Set task:
Format the entries from the line that contains "every yellow linen" up to and including the line that contains "[570,46,624,105]" as a JSON list of strings, one string per line and no blank lines.

[Region annotation entries]
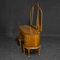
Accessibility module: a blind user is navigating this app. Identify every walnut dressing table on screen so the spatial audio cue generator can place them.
[18,4,42,57]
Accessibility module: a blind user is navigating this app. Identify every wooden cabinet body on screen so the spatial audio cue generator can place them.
[18,4,42,57]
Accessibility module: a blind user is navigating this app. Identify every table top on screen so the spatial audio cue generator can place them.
[19,25,40,34]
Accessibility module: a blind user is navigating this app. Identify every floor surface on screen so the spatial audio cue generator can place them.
[0,37,60,60]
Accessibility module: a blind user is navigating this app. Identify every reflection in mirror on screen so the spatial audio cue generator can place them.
[32,5,38,28]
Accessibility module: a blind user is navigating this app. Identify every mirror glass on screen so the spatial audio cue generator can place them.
[32,5,38,28]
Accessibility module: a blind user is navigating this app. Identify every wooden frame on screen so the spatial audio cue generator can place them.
[18,4,42,57]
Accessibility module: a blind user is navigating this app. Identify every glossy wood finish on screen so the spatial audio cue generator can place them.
[18,4,42,57]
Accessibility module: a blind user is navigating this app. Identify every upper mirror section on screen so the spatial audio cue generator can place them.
[30,4,42,31]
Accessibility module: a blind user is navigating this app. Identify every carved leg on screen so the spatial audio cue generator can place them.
[38,48,40,55]
[28,49,30,58]
[23,45,25,55]
[19,39,21,48]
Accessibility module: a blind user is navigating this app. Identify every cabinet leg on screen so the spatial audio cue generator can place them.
[28,49,30,57]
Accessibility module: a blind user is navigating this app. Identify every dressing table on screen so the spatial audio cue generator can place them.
[18,4,42,57]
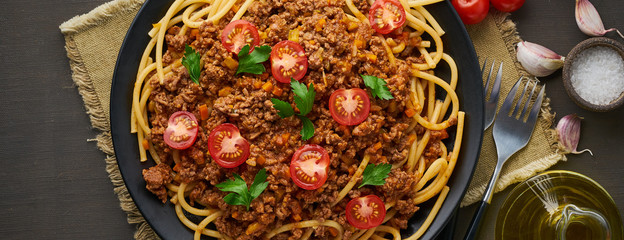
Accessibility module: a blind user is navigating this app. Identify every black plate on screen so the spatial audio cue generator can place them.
[110,0,483,239]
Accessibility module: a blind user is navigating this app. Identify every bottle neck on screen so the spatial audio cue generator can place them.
[555,204,611,240]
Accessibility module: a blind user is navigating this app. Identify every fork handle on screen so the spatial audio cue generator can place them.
[464,200,490,240]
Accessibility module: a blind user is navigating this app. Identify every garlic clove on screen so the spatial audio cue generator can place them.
[557,114,594,156]
[574,0,624,38]
[516,41,565,77]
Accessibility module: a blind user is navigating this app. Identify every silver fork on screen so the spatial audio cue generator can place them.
[481,59,503,131]
[464,77,546,240]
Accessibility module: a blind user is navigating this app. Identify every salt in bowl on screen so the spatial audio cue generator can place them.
[563,37,624,112]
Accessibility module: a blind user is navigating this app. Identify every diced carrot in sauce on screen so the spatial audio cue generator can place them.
[347,21,358,31]
[141,139,149,150]
[314,18,327,32]
[273,86,284,97]
[366,53,377,63]
[405,108,416,117]
[223,57,238,71]
[262,81,273,92]
[353,39,366,48]
[256,155,266,165]
[407,134,417,144]
[373,142,381,151]
[219,87,232,97]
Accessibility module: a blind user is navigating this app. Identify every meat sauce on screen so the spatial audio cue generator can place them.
[143,0,440,239]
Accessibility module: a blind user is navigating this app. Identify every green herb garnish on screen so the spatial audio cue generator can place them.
[271,98,295,118]
[360,75,394,100]
[271,79,316,141]
[236,44,271,74]
[216,168,269,211]
[358,163,392,188]
[299,116,314,141]
[182,44,201,84]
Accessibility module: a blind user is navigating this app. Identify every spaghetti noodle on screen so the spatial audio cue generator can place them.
[131,0,464,239]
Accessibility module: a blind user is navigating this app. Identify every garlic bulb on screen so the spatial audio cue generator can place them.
[574,0,624,38]
[557,114,594,156]
[517,41,565,77]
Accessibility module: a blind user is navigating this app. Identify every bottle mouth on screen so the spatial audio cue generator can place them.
[555,204,611,240]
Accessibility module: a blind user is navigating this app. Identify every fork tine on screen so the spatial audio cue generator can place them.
[481,58,487,76]
[497,77,523,116]
[527,85,546,125]
[488,62,503,102]
[483,59,496,99]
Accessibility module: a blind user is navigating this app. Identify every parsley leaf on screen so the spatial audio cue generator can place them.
[360,75,394,100]
[216,168,269,211]
[358,163,392,188]
[271,98,295,118]
[299,115,314,141]
[271,79,316,141]
[236,44,271,74]
[182,44,201,84]
[290,79,316,116]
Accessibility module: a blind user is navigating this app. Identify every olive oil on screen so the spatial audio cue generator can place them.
[496,171,623,240]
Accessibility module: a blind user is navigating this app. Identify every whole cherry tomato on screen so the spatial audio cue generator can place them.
[451,0,490,24]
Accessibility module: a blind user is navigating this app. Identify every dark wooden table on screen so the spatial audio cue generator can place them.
[0,0,624,239]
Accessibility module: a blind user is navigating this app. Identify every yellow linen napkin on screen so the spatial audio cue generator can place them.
[60,0,565,239]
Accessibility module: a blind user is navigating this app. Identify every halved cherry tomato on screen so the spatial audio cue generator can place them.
[221,20,260,54]
[271,40,308,83]
[290,144,329,190]
[208,123,249,168]
[491,0,525,12]
[329,88,370,126]
[368,0,405,34]
[346,195,386,229]
[163,111,199,149]
[451,0,490,24]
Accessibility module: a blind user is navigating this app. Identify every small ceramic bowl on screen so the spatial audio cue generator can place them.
[563,37,624,112]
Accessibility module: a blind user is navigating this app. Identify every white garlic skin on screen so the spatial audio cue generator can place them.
[574,0,607,37]
[516,41,565,77]
[574,0,624,38]
[556,114,594,156]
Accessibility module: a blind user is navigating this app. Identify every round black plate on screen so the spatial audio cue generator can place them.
[110,0,483,239]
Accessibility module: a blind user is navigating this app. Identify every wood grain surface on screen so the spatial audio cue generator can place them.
[0,0,624,239]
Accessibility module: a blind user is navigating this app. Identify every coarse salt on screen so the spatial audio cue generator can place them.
[570,46,624,105]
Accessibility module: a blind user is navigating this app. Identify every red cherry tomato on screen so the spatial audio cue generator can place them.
[221,20,260,54]
[368,0,405,34]
[290,144,329,190]
[271,40,308,83]
[329,88,370,126]
[451,0,490,24]
[491,0,525,12]
[346,195,386,229]
[163,111,199,149]
[208,123,249,168]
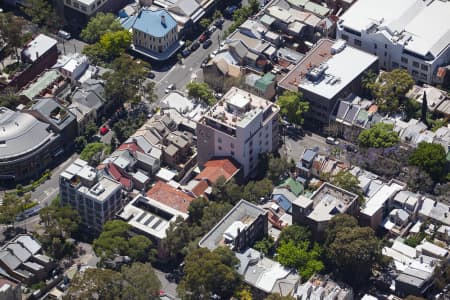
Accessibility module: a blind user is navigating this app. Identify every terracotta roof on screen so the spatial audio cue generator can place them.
[195,158,239,184]
[192,180,209,197]
[147,181,194,213]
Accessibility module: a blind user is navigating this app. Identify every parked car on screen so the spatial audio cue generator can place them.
[198,31,209,43]
[181,49,191,57]
[326,136,339,145]
[58,30,72,40]
[190,42,200,52]
[203,39,212,49]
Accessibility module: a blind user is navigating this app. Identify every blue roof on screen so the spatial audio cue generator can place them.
[126,9,177,37]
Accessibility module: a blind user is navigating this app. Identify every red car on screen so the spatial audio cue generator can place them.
[100,126,109,135]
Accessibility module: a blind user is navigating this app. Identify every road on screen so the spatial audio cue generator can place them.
[153,20,231,99]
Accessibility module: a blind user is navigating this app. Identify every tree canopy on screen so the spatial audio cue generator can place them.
[277,91,309,125]
[186,81,216,105]
[358,123,400,148]
[326,215,381,285]
[372,69,414,112]
[409,142,447,181]
[177,247,241,300]
[67,263,161,300]
[93,220,154,262]
[80,12,123,44]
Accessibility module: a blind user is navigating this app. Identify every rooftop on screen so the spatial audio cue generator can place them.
[22,34,58,62]
[199,200,267,251]
[147,181,194,213]
[200,87,279,129]
[0,107,57,161]
[280,39,378,99]
[119,195,188,239]
[340,0,450,58]
[195,158,239,184]
[122,9,177,37]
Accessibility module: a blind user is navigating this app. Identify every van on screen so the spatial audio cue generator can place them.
[58,30,72,40]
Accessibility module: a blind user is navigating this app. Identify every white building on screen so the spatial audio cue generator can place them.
[59,159,123,235]
[337,0,450,83]
[196,87,279,176]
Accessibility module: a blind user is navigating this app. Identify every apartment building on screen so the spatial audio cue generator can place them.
[196,87,280,176]
[336,0,450,83]
[59,159,124,236]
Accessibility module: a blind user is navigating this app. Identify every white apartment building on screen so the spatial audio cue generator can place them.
[337,0,450,83]
[196,87,279,176]
[59,159,123,236]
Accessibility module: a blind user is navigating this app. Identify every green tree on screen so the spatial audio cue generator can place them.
[80,142,111,166]
[80,12,123,44]
[199,18,211,29]
[409,142,447,181]
[277,91,309,125]
[121,262,161,300]
[372,69,414,112]
[186,81,216,105]
[326,226,381,285]
[278,225,311,244]
[358,123,400,148]
[177,248,240,300]
[277,240,325,279]
[25,0,61,27]
[67,268,122,300]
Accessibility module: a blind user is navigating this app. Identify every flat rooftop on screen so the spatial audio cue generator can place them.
[308,182,358,222]
[200,87,279,128]
[119,195,188,239]
[199,200,267,251]
[279,39,378,99]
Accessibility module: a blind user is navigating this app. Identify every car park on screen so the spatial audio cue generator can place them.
[203,39,212,49]
[189,42,200,52]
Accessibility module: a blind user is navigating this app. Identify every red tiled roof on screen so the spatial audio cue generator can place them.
[195,158,239,184]
[117,143,144,152]
[147,181,194,213]
[192,180,209,197]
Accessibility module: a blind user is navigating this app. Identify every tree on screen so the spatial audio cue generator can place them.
[409,142,447,182]
[277,240,325,279]
[80,12,123,44]
[358,123,400,148]
[80,142,111,167]
[0,12,24,61]
[177,248,240,299]
[278,225,311,244]
[93,220,153,262]
[121,263,161,300]
[25,0,61,27]
[277,91,309,125]
[373,69,414,112]
[83,30,132,63]
[326,221,381,285]
[420,91,429,127]
[186,81,216,105]
[67,268,121,299]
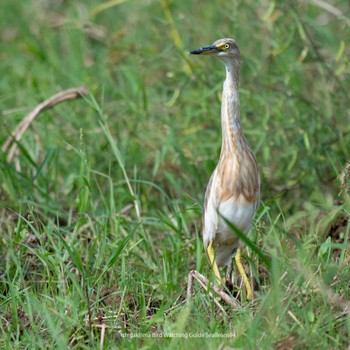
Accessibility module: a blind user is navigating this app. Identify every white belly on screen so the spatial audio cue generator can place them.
[203,196,257,266]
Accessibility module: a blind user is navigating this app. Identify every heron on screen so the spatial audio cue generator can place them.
[189,38,260,299]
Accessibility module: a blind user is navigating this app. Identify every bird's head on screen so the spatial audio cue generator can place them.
[189,38,240,61]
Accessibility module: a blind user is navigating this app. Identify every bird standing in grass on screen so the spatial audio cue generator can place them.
[190,39,260,299]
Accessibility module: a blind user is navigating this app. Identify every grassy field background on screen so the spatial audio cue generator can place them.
[0,0,350,349]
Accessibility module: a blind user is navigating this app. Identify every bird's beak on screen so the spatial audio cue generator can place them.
[189,45,221,55]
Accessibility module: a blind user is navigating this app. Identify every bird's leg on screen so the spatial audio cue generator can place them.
[207,241,225,286]
[236,247,253,299]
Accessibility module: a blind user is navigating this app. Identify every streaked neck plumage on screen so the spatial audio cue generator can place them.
[221,58,245,156]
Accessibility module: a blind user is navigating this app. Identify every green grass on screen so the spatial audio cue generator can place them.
[0,0,350,349]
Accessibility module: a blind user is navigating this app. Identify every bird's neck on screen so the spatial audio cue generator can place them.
[221,60,243,153]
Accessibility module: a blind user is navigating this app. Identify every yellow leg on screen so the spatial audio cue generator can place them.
[207,241,225,286]
[236,247,253,299]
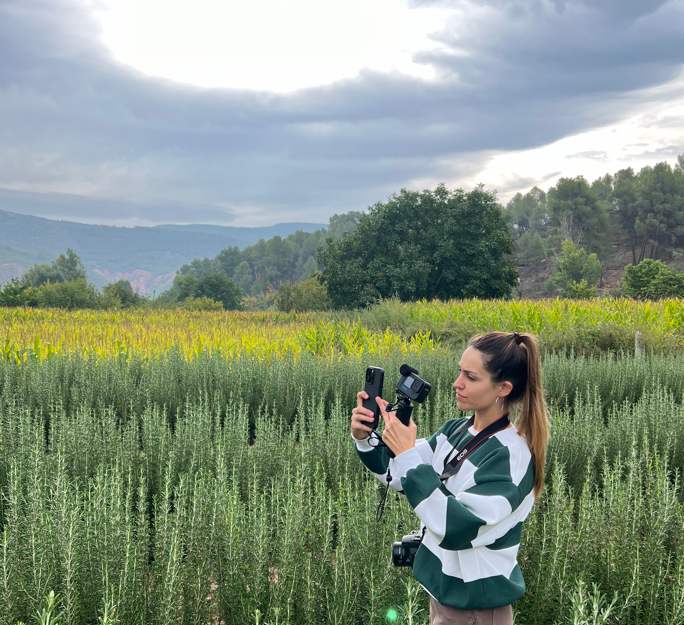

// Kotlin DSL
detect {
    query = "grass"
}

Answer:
[0,300,684,625]
[0,354,684,625]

Result for this exercise:
[
  "Accessibility module: a blind user is navigating this app. Identify every yellow linen napkin on screen so the spatial audio cue generator can place them.",
  "[60,0,565,239]",
  "Accessibility module: a blind user is navigating this app. Identify every halved cherry tomato on screen so the spatial audio cue generator can place them.",
  "[221,20,260,54]",
  "[271,40,308,83]",
  "[290,144,329,190]",
  "[208,123,249,168]",
  "[491,0,525,12]",
  "[329,88,370,126]",
  "[368,0,405,34]",
  "[346,195,386,229]",
  "[163,111,199,149]",
  "[451,0,490,24]",
  "Accessibility module: a blind user is navigating this app. Identify every small ceramic bowl on screen so the spatial audio cue generator can place them.",
  "[563,37,624,112]",
  "Accessibility module: a blind user is navigating this app. Identify every white garlic skin on screen so the spatial audio cue generator can place them.",
  "[574,0,607,37]",
  "[516,41,565,77]",
  "[574,0,624,38]",
  "[556,114,594,156]",
  "Accessibility module: a blind user is navigating this app. Identify every round black plate on screen so the spatial audio cue generator can place them.",
  "[110,0,483,239]",
  "Accessibility module: a blind user is navigating this app. Identify every wood grain surface on screen so the spatial audio cue generator can place them.",
  "[0,0,624,239]",
  "Accessibility module: a blind user is navigating this app. Identify every coarse salt on screen so the spatial audio cue generator can place them.",
  "[570,46,624,105]"
]